● GIVEN ENTRIES
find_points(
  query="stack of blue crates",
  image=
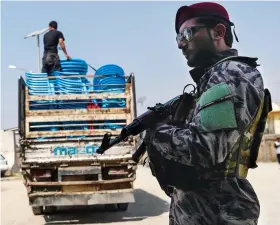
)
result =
(112, 82)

● WHAT YOU ARE ASKED TO DO
What you return should be all of the material above, exactly, and none of its pictures.

● PROBLEM SOLUTION
find_points(
  query="stack of blue crates",
  image=
)
result =
(112, 82)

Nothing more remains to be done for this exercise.